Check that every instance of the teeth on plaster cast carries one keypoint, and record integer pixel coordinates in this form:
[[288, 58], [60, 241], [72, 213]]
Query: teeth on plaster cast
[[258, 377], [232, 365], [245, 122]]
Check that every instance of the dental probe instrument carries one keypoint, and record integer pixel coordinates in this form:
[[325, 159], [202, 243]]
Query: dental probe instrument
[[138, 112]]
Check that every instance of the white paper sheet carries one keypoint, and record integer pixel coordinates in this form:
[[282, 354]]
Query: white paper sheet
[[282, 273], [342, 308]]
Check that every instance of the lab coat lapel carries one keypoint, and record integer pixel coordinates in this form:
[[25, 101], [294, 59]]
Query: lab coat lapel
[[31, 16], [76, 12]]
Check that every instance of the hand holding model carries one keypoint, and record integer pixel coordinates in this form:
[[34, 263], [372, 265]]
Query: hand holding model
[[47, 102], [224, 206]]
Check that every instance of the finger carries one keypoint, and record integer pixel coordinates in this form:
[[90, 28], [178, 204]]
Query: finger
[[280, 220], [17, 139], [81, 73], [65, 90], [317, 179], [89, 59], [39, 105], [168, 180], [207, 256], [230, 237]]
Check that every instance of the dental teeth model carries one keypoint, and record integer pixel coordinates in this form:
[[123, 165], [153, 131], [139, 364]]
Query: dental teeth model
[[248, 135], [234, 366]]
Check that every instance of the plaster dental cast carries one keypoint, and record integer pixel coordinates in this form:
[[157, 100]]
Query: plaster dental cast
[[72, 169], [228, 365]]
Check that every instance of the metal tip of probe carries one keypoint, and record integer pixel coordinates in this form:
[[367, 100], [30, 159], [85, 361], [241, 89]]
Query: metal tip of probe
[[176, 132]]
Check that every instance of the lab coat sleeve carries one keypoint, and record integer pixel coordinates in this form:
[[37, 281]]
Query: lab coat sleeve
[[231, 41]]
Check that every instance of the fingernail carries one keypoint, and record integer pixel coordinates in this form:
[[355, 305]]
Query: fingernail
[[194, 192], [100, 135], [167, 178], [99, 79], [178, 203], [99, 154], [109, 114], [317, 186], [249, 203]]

━━━━━━━━━━━━━━━━━━━━

_Problem requirements:_ Every line from the data above that contains "pixel" must appear in the answer.

_Task result:_
Check that every instance of the teeth on plaster cast carries one keypoint, and record integer pixel coordinates in this form:
Check that every instance of the dental probe instrument carries one keypoint, and record integer pixel coordinates in this form:
Check that every instance of the white paper sheet carries one keypoint, and record integer pixel coordinates in this form:
Check that every instance of the lab coat lapel carries one keypoint, and record integer pixel coordinates in this form:
Check that every instance of the hand holding model carries one keypoint, and record integer pixel coordinates in this form:
Check that every instance of the finger carries one keypoint, and record integer pixel coordinates in this form:
Check that every instance of the dental teeth model carries one keypoint, and record integer pixel coordinates in this form:
Check that every instance of the plaster dental cast carries one keypoint, and record integer pixel coordinates in this form:
Check that every instance of the metal tip of probe carries one keypoint, and record integer pixel coordinates in this form:
Check that every instance of the lab coat sleeve carries one keypoint, and record integer pixel coordinates in this form:
Check that every instance of the fingernail carries one keypoint, and record integer pixel coordinates in this form:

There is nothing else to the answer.